(Dataset entries)
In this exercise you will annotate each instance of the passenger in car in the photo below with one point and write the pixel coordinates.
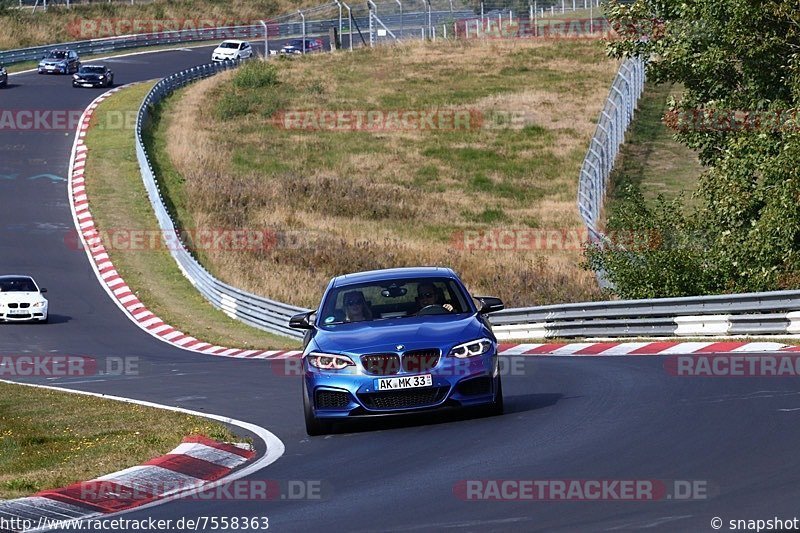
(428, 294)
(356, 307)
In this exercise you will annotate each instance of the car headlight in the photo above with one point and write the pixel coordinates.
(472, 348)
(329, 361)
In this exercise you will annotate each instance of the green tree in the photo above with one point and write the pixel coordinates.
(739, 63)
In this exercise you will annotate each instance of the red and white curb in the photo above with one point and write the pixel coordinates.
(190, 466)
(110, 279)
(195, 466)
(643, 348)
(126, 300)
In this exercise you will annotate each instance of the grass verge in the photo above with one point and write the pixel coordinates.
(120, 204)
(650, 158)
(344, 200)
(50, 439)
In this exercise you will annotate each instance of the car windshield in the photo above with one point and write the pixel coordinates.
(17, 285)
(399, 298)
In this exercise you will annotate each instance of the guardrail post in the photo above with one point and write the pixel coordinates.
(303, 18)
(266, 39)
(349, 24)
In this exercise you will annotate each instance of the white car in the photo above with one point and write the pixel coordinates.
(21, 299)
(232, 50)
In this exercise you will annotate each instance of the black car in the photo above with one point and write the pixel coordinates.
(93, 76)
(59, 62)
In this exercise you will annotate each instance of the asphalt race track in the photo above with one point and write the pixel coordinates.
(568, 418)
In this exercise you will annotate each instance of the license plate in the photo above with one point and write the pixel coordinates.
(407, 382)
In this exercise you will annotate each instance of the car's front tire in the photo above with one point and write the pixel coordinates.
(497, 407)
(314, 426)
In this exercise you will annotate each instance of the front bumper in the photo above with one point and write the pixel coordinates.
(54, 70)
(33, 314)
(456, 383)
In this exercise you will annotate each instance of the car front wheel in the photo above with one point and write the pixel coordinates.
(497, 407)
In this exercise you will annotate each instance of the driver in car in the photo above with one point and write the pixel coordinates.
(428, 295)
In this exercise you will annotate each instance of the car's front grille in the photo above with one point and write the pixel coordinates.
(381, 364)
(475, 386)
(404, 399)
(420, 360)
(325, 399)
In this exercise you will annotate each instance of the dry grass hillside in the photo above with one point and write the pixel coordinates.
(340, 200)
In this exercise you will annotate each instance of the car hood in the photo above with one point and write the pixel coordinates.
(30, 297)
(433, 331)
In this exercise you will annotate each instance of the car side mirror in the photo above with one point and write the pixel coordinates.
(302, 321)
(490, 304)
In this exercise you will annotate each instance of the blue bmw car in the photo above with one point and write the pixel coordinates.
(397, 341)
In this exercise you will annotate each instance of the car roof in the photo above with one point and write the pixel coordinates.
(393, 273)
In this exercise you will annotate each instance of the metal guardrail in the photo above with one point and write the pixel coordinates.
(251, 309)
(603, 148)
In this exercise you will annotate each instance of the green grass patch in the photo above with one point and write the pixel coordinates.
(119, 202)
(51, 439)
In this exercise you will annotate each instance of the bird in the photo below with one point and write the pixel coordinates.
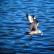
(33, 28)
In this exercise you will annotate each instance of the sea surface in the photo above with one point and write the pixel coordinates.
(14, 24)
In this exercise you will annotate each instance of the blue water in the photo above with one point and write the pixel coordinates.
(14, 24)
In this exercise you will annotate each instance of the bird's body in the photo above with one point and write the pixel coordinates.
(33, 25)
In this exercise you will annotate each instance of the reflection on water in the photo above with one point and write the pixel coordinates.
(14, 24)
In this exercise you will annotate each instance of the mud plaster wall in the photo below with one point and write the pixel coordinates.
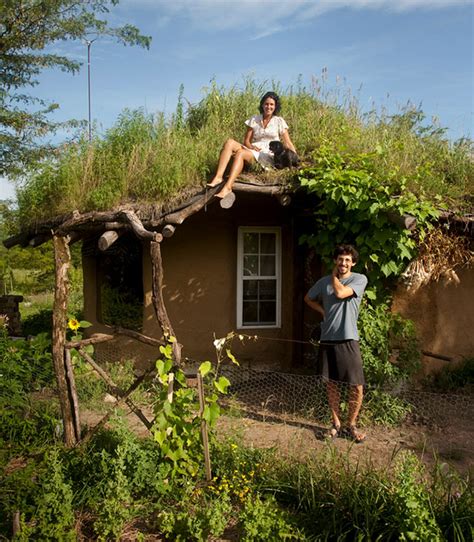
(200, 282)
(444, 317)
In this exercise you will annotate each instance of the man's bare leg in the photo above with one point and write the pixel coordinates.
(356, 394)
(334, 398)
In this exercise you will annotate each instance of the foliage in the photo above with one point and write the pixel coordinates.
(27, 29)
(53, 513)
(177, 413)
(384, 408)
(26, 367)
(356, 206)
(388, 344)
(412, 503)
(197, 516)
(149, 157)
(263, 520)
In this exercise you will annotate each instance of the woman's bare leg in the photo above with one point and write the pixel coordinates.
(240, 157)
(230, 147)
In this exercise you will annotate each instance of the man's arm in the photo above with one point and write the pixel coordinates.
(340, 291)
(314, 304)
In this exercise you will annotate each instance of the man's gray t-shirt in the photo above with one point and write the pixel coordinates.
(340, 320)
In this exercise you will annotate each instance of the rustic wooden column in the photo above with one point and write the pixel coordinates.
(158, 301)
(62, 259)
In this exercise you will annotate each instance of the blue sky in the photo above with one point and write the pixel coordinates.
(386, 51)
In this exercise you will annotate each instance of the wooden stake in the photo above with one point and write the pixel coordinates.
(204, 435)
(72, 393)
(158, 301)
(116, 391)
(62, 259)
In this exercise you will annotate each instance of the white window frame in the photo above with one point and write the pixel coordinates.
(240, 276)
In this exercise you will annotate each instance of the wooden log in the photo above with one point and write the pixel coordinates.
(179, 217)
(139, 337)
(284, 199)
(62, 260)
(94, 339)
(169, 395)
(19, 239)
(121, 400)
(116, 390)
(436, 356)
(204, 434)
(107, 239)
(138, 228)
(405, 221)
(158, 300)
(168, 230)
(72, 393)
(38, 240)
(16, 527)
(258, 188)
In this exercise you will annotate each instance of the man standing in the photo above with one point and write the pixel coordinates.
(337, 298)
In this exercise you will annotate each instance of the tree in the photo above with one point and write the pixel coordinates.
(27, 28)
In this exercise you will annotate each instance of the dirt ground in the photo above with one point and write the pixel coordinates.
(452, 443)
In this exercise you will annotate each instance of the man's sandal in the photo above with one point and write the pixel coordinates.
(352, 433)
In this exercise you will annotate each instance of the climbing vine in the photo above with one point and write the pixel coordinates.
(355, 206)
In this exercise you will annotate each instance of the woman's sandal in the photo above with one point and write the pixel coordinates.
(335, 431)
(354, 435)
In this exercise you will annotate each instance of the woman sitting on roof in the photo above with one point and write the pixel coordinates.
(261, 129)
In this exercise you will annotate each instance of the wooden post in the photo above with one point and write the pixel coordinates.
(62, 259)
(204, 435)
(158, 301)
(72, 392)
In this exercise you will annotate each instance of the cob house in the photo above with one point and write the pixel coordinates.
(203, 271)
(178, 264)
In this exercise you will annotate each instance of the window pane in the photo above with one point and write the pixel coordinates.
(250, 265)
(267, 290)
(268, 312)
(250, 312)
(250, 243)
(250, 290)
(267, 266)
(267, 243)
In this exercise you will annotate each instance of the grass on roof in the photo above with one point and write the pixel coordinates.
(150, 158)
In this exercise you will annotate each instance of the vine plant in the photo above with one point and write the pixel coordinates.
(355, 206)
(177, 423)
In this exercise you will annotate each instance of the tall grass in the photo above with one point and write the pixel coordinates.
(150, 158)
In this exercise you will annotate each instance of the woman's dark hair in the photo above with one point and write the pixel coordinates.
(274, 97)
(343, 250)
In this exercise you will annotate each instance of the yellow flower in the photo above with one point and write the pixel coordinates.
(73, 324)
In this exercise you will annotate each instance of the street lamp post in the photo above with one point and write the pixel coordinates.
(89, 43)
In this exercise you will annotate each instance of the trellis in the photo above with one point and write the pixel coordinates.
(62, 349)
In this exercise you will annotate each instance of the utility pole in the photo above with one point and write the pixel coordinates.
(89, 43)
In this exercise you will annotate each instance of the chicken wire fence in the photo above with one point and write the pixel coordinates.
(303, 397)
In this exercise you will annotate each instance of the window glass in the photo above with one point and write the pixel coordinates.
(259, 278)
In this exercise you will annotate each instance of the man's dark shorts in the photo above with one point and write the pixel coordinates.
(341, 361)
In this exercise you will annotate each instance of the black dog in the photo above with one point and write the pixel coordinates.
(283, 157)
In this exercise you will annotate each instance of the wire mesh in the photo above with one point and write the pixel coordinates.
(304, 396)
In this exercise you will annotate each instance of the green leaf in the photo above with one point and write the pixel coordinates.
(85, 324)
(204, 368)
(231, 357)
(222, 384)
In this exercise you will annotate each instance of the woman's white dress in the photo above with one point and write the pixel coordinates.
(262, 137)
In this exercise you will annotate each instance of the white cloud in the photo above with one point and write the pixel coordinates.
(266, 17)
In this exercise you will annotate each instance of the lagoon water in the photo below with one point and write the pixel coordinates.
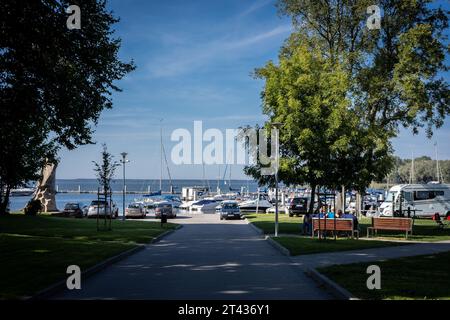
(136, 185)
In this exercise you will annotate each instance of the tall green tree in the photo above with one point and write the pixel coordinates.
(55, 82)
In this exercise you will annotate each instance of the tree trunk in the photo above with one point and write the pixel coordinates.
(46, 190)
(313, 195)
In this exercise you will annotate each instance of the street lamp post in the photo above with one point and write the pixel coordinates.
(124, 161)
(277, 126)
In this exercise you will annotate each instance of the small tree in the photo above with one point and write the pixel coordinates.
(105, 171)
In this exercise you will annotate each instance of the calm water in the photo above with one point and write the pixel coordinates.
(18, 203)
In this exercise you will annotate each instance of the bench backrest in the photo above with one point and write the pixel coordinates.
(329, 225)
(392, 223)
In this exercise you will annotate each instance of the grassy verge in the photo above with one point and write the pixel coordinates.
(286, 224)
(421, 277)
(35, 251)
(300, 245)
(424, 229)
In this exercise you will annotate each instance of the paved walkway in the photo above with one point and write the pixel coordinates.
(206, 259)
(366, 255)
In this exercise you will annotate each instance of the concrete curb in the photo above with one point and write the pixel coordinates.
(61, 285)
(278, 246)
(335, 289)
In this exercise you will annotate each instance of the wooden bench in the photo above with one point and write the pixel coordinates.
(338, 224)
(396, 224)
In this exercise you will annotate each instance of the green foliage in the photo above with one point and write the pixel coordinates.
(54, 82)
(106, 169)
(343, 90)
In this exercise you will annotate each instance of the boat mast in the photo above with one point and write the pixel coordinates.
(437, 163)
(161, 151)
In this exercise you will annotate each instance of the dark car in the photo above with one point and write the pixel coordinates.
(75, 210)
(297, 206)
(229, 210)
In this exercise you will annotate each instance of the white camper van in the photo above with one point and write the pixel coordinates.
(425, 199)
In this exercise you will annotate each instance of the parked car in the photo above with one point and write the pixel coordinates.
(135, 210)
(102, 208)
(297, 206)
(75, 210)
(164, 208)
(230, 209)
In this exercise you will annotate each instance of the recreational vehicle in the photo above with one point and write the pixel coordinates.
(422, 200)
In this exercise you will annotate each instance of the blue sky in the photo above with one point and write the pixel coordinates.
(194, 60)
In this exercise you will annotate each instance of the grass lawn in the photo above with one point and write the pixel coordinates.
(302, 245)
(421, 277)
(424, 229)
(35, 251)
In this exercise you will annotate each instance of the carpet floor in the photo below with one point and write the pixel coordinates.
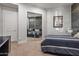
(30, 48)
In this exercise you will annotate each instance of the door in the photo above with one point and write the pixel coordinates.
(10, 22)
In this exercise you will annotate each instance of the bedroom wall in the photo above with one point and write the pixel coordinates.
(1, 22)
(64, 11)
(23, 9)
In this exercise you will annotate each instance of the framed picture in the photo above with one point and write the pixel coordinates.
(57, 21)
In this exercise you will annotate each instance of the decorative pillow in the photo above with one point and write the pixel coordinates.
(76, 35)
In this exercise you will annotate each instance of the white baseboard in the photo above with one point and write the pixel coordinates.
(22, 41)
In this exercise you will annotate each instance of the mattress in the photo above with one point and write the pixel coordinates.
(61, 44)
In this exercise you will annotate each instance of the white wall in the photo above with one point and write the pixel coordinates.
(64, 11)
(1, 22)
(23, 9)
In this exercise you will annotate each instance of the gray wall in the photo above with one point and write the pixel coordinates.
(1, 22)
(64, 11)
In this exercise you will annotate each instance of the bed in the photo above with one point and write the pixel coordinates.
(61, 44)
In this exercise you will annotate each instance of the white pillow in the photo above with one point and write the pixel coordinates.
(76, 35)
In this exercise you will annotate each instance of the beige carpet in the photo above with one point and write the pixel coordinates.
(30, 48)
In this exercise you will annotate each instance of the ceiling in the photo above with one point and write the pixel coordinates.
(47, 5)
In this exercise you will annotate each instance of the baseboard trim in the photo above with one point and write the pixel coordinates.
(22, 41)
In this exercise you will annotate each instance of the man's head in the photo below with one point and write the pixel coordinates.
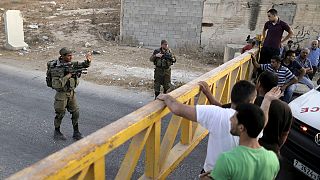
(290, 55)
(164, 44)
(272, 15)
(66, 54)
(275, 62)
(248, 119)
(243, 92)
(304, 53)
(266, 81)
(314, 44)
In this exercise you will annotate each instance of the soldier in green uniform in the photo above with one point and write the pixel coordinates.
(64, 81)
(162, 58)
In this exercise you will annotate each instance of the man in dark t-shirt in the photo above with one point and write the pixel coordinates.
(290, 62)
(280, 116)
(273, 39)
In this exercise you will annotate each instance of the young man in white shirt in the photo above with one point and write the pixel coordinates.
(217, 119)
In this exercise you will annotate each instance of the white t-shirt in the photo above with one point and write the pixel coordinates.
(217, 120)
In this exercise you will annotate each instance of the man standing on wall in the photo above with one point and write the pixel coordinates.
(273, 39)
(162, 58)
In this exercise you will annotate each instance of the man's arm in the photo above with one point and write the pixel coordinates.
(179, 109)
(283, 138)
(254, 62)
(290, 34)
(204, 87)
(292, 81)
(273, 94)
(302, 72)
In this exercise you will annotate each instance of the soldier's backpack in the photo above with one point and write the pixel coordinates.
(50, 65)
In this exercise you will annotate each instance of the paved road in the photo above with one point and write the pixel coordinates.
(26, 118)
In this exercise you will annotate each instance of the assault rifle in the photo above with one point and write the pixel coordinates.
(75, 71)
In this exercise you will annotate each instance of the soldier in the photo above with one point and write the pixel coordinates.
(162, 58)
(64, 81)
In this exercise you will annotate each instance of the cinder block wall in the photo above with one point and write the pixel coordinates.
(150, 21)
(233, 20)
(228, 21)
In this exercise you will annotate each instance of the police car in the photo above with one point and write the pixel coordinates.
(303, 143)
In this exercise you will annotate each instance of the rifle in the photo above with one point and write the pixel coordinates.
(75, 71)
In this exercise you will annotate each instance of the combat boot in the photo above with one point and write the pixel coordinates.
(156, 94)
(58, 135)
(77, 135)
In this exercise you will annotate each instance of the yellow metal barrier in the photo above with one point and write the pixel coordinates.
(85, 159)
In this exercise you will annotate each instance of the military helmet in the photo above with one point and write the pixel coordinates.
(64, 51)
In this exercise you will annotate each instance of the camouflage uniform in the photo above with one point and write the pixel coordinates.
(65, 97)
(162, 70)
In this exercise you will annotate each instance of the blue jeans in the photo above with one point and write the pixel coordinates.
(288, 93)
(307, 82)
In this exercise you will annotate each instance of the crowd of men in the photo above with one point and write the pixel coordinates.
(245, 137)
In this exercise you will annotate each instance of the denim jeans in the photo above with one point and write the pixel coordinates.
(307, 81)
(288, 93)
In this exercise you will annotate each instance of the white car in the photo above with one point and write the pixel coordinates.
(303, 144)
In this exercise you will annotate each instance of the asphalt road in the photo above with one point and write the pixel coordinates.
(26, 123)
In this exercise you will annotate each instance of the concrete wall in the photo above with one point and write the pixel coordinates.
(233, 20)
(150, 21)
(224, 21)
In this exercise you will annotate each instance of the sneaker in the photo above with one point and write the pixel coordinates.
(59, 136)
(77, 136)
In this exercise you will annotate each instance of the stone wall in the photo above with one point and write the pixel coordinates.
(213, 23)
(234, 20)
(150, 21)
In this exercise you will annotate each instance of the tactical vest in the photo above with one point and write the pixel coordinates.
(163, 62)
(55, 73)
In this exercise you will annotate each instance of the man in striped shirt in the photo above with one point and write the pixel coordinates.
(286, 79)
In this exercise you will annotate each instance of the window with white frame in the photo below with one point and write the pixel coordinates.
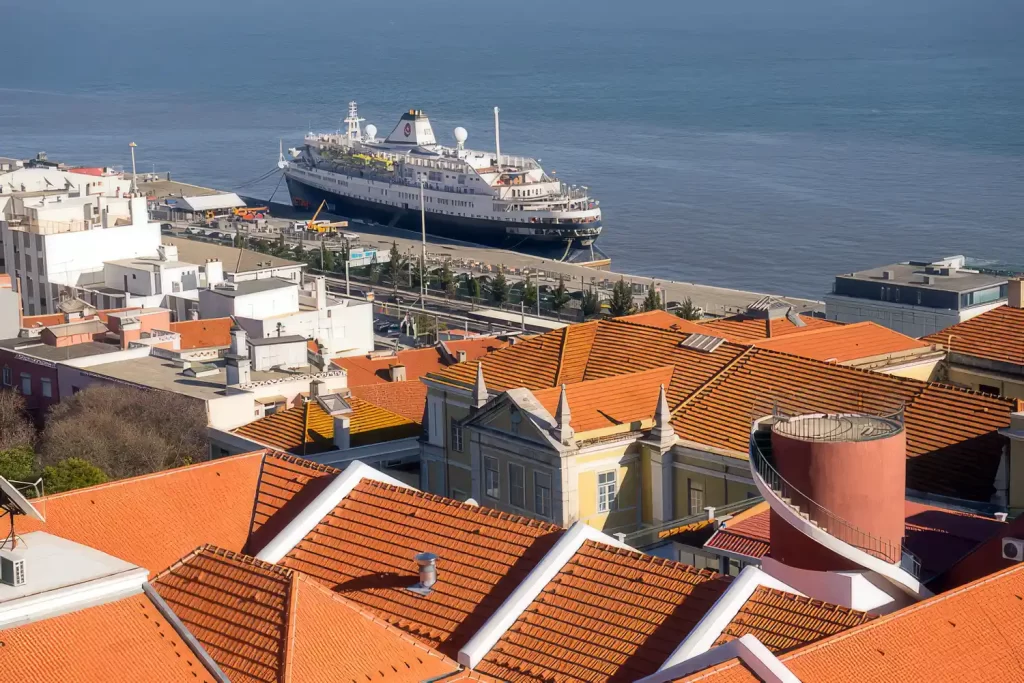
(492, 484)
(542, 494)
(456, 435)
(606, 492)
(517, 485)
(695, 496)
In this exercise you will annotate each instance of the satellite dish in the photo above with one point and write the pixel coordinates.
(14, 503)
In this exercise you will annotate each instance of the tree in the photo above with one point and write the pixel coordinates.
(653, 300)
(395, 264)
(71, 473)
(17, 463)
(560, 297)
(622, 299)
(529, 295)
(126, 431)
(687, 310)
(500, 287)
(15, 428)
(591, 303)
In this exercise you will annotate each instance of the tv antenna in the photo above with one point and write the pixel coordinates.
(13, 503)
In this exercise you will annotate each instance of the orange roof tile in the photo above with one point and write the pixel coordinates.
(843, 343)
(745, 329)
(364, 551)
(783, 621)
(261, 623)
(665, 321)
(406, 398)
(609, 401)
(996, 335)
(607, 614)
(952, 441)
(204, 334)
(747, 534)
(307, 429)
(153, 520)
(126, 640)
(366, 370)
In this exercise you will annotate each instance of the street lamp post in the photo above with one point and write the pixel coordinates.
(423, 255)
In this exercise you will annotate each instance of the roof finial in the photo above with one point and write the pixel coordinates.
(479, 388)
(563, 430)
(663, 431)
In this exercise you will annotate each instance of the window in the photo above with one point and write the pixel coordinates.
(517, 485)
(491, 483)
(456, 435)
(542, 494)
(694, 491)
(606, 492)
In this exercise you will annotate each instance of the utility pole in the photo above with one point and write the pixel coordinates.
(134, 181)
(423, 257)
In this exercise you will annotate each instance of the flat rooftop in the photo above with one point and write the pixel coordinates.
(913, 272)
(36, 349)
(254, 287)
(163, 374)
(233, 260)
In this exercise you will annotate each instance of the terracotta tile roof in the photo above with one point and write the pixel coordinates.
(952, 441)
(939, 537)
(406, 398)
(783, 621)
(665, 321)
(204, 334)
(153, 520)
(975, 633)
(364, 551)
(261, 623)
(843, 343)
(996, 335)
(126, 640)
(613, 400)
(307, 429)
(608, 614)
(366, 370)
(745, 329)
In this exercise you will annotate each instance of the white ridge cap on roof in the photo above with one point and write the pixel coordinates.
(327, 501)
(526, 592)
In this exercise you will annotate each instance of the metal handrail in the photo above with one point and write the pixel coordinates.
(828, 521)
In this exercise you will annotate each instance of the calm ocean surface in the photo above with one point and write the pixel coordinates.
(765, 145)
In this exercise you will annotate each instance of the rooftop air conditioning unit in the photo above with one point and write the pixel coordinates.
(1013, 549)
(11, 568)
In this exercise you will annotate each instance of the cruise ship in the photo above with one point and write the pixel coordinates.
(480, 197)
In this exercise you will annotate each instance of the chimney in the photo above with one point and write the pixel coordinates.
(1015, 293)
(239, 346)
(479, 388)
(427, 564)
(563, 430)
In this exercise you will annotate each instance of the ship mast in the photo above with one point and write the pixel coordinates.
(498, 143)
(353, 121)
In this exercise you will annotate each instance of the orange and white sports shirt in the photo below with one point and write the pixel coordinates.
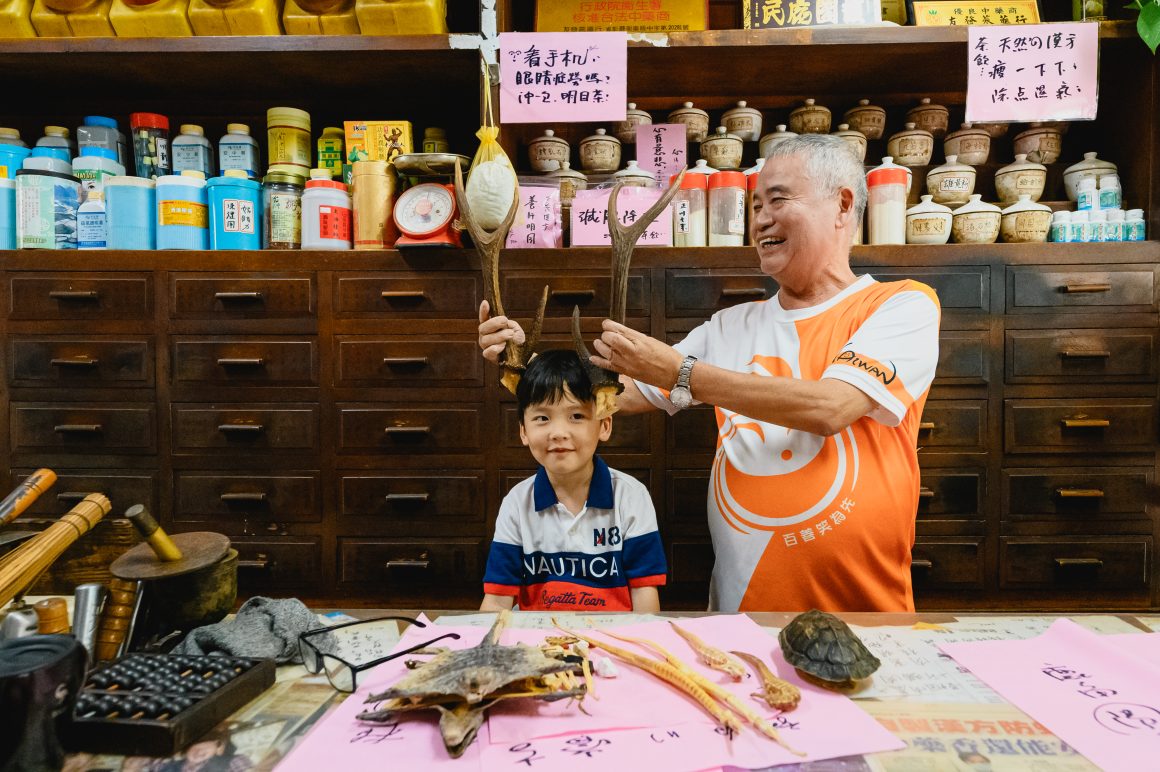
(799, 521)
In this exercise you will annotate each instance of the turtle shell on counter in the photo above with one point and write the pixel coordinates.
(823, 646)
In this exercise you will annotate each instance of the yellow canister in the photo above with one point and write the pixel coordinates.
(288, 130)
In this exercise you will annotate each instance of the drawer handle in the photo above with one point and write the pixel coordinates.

> [STATED GOAL]:
Exactly the lines from the one containing "In this exercise you will annotate each instance of the cruise" to the final line of the entries are wanted; please write them out, both ends included, but not the pictures.

> [ANSWER IN FULL]:
In this exercise you will annotate each instance of the cruise ship in the photo above with one point and write the pixel coordinates.
(480, 197)
In this exercise you will annotate each instance of the chimney in the photo above with one point and write the pixel coordinates.
(1015, 293)
(239, 346)
(479, 388)
(427, 564)
(563, 430)
In this exercise you will annotate each instance of the ship mast in the photo above with one point and write the pixel coordinates.
(498, 143)
(353, 121)
In this exercise you will annotate each instance of the orange and white sports shirt in the photo below with one point and write the pixel coordinates.
(799, 521)
In this exercise you will annotate each instance of the turtle shell on counter in the photo above with one point and write the pixel coordinates.
(823, 646)
In this exercise you will annotate each instance of the yellow canister in the photo above with one point and write the pixel coordinates.
(288, 130)
In this exercise you will annotate each instance of the drawer handle in the photo above with one point and write the pixel coordinates.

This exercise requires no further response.